→ READING TEXT:
Later that day I meet up with John and we stroll in another part of the Imperial Gardens, in awe at the sheer size of this prime location estate in one of the most densely populated cities on the planet. An old man engages the conversation in English. Like the immigration officer, he is interested in knowing “what business we have in his country”. We work in solar energy, we come from San Francisco in California, blah blah blah. Completely out of the blue, the man stares at me and enquires: “Are you gay?” I remain speechless but John cracks up laughing and replies: “No he’s not gay, he’s just French.”

→ TASK GOAL: In the passage about the walk in the Imperial Gardens, what field do the narrator and John tell the old man they work in?

→ DATASET EXTRACT:
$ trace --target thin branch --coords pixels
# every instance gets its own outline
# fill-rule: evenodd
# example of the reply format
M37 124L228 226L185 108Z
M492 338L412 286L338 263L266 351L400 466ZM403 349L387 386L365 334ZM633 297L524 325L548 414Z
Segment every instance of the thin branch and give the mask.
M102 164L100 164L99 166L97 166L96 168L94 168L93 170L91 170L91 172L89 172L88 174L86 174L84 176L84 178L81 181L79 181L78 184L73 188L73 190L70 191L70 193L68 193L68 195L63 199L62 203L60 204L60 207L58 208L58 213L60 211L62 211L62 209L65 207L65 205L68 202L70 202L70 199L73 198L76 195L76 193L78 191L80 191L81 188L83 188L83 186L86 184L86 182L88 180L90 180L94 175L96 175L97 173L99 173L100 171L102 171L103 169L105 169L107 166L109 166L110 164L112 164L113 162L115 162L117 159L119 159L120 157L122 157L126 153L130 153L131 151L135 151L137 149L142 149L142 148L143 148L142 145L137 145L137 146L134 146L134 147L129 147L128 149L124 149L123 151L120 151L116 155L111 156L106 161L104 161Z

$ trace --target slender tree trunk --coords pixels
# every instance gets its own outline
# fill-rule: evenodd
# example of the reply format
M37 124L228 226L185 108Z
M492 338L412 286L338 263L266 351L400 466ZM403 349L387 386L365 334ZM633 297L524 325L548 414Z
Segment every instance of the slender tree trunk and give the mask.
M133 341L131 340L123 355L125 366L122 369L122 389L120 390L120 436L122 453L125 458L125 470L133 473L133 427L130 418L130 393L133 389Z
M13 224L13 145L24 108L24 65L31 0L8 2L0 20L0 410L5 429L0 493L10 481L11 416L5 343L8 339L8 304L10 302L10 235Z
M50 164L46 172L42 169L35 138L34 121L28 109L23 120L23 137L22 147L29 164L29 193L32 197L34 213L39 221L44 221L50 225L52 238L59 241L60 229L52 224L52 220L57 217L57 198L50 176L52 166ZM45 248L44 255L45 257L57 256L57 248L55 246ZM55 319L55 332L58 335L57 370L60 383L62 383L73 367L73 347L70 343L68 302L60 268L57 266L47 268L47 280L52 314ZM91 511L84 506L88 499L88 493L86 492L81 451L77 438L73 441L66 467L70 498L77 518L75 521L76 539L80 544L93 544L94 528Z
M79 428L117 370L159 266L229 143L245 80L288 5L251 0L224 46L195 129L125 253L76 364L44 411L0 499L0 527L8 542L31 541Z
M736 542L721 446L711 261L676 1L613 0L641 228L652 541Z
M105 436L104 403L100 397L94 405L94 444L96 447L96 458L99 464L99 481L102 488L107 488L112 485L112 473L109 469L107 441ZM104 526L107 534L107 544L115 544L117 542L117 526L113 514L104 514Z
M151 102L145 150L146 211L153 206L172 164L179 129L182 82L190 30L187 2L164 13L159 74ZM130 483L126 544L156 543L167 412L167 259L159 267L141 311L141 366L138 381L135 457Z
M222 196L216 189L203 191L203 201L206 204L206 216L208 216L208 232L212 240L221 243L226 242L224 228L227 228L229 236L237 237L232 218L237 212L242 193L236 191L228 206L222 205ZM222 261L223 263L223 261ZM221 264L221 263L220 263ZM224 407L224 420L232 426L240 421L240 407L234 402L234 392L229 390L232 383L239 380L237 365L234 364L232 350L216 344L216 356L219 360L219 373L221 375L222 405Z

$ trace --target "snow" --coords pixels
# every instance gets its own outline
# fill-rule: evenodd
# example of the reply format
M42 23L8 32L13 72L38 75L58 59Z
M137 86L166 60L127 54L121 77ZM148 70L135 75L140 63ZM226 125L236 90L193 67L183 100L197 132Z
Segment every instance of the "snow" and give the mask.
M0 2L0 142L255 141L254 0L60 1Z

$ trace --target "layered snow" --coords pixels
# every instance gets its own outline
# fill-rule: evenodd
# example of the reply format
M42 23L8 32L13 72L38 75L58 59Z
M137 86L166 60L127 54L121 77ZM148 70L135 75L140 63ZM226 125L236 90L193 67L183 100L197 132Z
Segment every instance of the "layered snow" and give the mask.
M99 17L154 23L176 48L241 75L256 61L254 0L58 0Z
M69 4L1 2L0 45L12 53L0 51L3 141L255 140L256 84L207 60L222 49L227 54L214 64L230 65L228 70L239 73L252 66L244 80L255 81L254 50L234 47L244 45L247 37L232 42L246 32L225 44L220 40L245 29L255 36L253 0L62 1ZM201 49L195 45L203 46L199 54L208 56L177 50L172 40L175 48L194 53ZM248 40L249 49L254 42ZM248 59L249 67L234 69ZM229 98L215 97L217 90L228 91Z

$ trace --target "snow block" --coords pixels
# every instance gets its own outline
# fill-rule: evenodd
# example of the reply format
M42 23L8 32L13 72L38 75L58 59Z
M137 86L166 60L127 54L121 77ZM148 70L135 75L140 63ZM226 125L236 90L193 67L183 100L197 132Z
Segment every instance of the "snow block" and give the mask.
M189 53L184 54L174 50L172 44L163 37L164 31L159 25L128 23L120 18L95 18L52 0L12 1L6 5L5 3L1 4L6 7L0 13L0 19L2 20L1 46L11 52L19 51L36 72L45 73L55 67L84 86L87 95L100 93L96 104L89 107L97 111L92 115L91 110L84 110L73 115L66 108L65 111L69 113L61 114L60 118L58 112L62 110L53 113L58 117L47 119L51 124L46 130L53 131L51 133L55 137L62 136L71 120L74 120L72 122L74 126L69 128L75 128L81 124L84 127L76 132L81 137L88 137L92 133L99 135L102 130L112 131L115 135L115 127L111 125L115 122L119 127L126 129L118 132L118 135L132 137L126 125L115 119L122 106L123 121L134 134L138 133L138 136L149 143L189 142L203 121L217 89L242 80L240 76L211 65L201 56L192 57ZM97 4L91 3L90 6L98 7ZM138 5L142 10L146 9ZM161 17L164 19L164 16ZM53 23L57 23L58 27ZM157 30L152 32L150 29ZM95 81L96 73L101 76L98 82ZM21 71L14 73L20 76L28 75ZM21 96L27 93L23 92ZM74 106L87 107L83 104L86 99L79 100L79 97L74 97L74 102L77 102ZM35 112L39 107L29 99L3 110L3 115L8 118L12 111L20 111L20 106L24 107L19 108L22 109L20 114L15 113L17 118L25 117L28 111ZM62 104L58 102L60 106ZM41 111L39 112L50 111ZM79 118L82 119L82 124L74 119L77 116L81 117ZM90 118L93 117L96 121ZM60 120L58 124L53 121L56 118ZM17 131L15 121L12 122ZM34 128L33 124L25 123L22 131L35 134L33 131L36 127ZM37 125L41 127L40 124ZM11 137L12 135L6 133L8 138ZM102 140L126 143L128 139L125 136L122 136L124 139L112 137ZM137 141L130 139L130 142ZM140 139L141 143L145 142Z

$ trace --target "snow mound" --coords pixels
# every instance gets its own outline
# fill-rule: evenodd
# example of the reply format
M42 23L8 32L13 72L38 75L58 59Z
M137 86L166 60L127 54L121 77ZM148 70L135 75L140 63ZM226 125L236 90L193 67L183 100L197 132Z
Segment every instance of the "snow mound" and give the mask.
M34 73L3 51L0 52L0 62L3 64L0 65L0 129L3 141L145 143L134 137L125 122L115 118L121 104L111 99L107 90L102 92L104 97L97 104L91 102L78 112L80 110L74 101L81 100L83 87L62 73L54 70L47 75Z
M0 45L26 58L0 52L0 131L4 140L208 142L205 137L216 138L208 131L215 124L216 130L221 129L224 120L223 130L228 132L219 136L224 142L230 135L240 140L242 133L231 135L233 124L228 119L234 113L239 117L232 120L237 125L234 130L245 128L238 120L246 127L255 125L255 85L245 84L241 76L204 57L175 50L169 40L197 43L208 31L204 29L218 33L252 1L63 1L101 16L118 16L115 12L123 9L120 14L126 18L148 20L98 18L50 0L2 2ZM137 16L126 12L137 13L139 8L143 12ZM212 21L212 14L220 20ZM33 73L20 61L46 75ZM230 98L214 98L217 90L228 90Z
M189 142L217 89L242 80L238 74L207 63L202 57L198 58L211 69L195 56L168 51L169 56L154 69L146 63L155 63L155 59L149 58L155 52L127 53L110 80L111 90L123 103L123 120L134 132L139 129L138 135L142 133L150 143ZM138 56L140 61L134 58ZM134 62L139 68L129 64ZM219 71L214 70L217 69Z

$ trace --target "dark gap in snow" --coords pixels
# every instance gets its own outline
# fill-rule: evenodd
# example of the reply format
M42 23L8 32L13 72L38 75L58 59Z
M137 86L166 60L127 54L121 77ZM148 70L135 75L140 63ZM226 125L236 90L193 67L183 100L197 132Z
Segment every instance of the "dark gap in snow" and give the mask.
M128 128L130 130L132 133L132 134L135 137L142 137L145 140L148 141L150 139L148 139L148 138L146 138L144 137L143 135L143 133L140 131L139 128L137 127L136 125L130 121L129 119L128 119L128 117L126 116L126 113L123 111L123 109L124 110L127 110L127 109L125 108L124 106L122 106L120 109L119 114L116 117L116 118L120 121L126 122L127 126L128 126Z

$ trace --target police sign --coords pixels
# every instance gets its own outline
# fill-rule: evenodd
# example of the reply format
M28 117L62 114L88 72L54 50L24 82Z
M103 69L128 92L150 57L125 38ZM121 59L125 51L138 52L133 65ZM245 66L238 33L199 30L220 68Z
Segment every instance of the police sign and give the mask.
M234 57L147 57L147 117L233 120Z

→ TASK RESPONSE: Solar energy.